-- START ITEMS --

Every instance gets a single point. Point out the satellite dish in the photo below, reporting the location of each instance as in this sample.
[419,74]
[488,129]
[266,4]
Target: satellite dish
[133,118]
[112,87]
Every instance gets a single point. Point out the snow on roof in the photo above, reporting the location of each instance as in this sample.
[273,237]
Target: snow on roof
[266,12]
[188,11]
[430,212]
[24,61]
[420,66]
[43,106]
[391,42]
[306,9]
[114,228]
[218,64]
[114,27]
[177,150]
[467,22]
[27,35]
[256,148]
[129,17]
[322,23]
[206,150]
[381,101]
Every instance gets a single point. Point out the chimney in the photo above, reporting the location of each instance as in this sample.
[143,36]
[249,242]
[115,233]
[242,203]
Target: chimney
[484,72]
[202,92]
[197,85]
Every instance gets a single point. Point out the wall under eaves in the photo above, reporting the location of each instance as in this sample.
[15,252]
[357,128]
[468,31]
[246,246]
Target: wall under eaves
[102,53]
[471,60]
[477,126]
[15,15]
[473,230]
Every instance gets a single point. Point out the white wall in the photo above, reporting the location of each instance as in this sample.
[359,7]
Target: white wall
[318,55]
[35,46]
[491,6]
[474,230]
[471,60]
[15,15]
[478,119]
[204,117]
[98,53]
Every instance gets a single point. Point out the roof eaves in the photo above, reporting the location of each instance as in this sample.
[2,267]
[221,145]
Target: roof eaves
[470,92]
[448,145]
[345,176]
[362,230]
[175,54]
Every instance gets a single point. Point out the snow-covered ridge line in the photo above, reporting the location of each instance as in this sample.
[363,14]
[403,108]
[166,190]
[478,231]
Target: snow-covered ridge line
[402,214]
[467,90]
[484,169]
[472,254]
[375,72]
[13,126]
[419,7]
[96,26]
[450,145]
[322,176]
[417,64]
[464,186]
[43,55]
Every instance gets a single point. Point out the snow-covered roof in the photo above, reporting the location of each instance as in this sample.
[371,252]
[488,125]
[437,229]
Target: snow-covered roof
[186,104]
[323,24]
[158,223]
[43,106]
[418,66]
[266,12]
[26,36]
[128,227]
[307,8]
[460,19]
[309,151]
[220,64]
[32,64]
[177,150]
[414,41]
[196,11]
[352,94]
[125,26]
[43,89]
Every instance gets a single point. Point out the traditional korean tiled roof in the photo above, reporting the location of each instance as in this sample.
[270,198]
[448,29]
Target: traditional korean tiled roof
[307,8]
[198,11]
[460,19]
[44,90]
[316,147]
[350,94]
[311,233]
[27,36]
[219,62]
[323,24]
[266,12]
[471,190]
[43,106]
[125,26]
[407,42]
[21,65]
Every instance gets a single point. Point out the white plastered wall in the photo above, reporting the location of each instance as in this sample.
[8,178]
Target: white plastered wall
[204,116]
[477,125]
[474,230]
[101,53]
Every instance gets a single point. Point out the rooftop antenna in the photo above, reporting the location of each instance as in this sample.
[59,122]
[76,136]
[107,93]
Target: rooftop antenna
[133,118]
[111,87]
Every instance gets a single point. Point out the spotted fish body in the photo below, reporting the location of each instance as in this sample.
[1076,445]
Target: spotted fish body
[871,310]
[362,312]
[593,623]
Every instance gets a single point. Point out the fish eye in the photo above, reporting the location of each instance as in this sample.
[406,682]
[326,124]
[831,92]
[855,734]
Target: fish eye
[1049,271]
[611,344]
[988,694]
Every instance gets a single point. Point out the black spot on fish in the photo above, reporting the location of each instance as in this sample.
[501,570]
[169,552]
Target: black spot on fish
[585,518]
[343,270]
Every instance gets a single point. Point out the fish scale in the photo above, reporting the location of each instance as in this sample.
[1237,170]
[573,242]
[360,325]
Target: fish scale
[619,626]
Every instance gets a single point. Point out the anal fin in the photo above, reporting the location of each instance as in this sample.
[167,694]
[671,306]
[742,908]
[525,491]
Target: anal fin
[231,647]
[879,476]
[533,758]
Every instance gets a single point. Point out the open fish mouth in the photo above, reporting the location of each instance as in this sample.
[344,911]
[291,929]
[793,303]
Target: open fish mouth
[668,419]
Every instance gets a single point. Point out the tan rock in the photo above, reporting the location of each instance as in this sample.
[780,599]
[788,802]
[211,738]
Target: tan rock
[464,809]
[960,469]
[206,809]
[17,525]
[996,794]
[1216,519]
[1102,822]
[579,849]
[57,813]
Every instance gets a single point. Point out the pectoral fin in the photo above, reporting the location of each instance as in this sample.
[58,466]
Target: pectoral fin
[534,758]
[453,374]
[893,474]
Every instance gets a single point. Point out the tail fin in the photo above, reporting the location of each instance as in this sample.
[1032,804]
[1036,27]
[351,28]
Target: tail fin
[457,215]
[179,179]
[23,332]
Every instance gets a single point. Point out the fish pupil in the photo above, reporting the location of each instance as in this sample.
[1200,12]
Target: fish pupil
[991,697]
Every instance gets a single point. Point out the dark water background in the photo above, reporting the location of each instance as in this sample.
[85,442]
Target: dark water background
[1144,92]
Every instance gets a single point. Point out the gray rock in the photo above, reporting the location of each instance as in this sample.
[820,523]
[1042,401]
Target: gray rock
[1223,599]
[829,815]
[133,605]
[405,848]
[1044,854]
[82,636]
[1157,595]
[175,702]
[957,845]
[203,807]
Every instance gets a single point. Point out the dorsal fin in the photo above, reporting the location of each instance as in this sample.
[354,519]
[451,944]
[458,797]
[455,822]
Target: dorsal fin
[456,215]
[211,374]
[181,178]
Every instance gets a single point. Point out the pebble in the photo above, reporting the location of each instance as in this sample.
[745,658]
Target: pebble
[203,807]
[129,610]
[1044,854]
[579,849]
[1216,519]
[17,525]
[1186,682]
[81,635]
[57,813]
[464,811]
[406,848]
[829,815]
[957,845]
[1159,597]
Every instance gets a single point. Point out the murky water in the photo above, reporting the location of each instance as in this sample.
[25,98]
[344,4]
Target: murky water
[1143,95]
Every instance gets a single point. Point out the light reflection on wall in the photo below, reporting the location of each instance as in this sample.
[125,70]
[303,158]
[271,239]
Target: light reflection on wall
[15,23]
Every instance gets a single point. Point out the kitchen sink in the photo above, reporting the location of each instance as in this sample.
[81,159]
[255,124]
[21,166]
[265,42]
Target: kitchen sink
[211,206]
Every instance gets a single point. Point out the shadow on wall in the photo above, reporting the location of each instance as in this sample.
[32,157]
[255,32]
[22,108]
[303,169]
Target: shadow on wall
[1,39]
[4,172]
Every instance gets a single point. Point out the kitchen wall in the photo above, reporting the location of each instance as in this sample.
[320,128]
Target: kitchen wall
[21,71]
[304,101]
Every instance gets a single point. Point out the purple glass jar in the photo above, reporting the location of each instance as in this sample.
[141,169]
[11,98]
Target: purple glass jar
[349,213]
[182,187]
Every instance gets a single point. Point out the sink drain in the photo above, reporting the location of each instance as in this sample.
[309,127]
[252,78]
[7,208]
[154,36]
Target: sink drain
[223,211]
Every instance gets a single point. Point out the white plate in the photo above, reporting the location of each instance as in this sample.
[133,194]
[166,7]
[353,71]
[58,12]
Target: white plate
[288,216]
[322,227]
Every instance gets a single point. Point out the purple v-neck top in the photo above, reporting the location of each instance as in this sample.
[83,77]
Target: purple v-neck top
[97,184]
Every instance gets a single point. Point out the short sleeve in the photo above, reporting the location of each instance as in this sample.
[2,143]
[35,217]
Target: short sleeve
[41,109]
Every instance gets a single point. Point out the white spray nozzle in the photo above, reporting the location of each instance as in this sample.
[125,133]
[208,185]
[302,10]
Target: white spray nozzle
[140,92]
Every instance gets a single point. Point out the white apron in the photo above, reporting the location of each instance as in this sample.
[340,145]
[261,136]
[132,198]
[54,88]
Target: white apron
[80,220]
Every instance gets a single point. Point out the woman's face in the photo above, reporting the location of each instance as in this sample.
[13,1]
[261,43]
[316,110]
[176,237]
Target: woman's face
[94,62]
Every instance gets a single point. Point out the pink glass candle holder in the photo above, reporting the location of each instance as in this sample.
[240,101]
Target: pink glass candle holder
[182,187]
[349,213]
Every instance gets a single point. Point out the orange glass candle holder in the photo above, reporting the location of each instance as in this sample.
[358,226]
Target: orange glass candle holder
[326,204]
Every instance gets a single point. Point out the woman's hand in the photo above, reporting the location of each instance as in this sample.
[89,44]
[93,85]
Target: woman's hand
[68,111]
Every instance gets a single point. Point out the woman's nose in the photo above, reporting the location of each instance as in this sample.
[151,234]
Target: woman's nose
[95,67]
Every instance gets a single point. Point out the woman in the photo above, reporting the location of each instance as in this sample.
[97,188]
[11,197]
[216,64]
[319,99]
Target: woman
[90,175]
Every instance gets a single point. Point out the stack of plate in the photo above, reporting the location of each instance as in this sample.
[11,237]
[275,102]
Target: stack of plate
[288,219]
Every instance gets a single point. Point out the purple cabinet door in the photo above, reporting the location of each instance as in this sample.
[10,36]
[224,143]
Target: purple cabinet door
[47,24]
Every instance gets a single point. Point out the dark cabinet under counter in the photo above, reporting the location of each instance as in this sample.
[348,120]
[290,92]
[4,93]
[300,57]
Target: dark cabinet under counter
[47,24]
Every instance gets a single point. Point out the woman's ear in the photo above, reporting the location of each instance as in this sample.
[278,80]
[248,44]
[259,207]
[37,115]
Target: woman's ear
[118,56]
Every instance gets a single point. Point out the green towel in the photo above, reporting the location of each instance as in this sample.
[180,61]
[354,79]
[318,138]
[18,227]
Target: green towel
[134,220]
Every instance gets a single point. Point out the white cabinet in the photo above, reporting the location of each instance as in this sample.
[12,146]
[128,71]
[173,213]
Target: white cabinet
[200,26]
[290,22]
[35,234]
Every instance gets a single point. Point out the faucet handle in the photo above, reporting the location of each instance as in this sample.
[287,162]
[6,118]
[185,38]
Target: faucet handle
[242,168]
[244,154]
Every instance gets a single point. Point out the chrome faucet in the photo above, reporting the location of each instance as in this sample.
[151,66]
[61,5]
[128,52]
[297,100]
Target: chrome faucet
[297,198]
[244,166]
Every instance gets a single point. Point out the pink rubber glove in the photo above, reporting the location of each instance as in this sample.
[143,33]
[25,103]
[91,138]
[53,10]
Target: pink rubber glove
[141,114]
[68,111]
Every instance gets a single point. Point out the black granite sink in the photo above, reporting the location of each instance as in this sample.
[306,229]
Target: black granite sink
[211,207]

-- END ITEMS --

▸ EXERCISE AIM
Change "pink rubber glove" to "yellow rubber glove" in the items from the line with "Every instance gets a single point. Point out the white cabinet" up to and including the final line of the items. Give those lines again with nothing else altered.

▸ TASK ANSWER
Every instance gets a single point. Point out the white cabinet in the photo above, reporting the location of each instance as in this sample.
[12,146]
[128,71]
[173,213]
Target: white cabinet
[200,26]
[290,22]
[35,234]
Every instance gets a single point. Point out the faucet handle in the photo above, reporting the location of each instance as in this sample.
[287,162]
[6,118]
[185,38]
Target: faucet handle
[242,168]
[244,154]
Every instance gets a single point. Point out the chrome faucet in the photo above, reporting the location of each instance as in this sample.
[151,66]
[61,5]
[128,52]
[297,100]
Target: chrome faucet
[297,198]
[244,166]
Every instance gets a single point. Point out the yellow rubber glove in the photo above, reporting the location of each instance as in this sample.
[143,33]
[25,103]
[91,138]
[53,10]
Target: yellow rubber glove
[141,114]
[68,111]
Every instance gets a single point. Point out the black granite sink in the photo above, reporting the location of each instance as in this sample.
[306,229]
Target: black granite sink
[211,207]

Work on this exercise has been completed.